- [Supplied passage]
--- --- ---
I've never seen any non-malicious use of it. All popular filesystems already disallow specific sets of ASCII characters in names. Any database which needs to save data in files by number has no problem using safe hex filenames.
Sure we could declare that but then what? Non-unicode filenames won't suddenly disappear. Operating systems won't suddenly enforce unicode. Filesystems will still allow non-unicode names.
Simply declaring it doesn't help anybody. In the meantime your application still needs to handle non-unicode filenames otherwise those malicious ones are free to be malicious.
I'd assume that the proper place for defining what's a valid filename would be on the filesystem level, so a filesystem of standard ABC v123 would not allow non-unicode names; so non-unicode filenames would either get refused or modified upon copying/writing them to the filesystem.
This is not new, this would match the current behavior of the OS/filesystem enforcing other character restrictions such as when writing (for example) a file name with an asterisk or colon to a FAT32 USB flash drive.
What is this C++ `narrow()/widen()` function mentioned in the Windows section? At the risk of asking to be spoonfed, can someone give the source code of a function that takes a UTF-8 `std::string` and gives a UTF-16 `std::wstring`?
--- --- ---
- [Information shown]
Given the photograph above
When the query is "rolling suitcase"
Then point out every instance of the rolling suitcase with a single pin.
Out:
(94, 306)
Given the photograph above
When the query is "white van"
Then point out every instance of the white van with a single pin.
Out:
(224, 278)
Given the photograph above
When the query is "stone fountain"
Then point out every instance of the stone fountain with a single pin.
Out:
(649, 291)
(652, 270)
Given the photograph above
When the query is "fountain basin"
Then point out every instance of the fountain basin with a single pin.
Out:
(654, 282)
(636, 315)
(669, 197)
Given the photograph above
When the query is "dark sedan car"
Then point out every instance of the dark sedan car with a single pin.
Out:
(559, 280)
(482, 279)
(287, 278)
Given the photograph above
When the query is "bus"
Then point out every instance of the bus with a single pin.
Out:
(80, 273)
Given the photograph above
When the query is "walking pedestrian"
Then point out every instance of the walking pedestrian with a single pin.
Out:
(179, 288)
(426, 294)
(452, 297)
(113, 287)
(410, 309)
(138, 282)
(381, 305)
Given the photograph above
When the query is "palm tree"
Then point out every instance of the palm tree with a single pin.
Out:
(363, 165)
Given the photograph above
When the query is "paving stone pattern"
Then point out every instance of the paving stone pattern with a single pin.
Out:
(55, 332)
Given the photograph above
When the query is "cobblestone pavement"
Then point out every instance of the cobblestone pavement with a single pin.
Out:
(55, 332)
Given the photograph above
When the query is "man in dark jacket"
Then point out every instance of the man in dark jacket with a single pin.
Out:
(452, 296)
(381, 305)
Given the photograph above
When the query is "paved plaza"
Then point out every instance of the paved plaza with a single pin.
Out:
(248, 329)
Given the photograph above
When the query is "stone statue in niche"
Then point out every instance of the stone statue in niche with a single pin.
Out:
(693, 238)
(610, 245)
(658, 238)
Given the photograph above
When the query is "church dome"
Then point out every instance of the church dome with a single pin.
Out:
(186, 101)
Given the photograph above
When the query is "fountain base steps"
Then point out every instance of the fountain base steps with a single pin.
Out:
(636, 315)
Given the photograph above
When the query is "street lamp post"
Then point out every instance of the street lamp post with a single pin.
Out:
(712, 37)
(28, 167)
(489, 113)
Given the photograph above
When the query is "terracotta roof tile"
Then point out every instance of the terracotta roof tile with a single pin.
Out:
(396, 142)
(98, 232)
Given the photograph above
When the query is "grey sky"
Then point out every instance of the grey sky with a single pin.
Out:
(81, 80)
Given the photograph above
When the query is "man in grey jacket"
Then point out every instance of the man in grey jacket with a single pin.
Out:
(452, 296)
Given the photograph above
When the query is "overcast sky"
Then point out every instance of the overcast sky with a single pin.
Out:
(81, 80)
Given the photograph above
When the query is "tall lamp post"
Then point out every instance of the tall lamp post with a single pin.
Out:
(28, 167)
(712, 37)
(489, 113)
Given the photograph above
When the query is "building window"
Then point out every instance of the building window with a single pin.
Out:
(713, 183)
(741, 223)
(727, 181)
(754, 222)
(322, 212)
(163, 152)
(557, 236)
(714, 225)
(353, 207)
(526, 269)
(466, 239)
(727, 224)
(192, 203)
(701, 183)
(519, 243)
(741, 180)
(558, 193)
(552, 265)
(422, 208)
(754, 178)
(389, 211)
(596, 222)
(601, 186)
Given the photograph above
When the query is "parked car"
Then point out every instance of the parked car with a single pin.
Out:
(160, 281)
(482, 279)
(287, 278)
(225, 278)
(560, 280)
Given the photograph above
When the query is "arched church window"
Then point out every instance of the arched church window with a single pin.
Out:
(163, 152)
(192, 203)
--- --- ---
- [What needs to be done] Write the next part of the forum thread on non-Unicode filenames, picking up after its final post.

- [The answer]
> In the UNIX world, narrow strings are considered UTF-8 by default almost everywhere
I think in unix world, null terminated strings are the default. It doesn't need to be valid UTF-8 even. For display purposes, the shell uses the locale setting
I love the typesetting on the page. It is content-first, clean, and simple.
It lacks all the usual noise like modal dialogs, headers and footers, social media icons, colorful sidebars, newsletter sign-ups, cookie warnings, etc.
I'd be happy if I could just get consistent encoding. Have to handle way too many files with mixed encoding, even XML files with explicit encoding header.
It is a pain in the ass to have a variable number of bytes per char.
In Ascii, you could easily know every character personally. No strange surprises.
Also no surprises while reading black on white text and suddenly being confronted with clors [1].
[1] Also no surprises when writing a comment on HN like this one and having some characters stripped. I put in a smiley as the firs "o" in colors, but it was stripped out. Looks like the makers of HN don't like UTF-8 either.
You're conflating code points and some encoding; more importantly, you're conflating "array of encoded objects (bytes)" for "a string of text". They're not — and never have been — the same.
> It is a pain in the ass to have a variable number of bytes per char.
Maybe, but nobody can stomach the wasted space you get with UTF-32 in almost every situation. The encoding time tradeoff was considered less objectionable than making most of your text twice or four times larger.
And as the article points out, even then you might have more than one code point for a character.
> For example, the only way to represent the abstract character ю́ cyrillic small letter yu with acute is by the sequence U+044E cyrillic small letter yu followed by U+0301 combining acute accent.
You can't even write proper English in ASCII. ASCII is an absolute dead end. It's history.
Actually representing human language is HARD. It is also absolutely necessary. Whatever solution you choose is going to be complicated, because it is solving a very complicated problem.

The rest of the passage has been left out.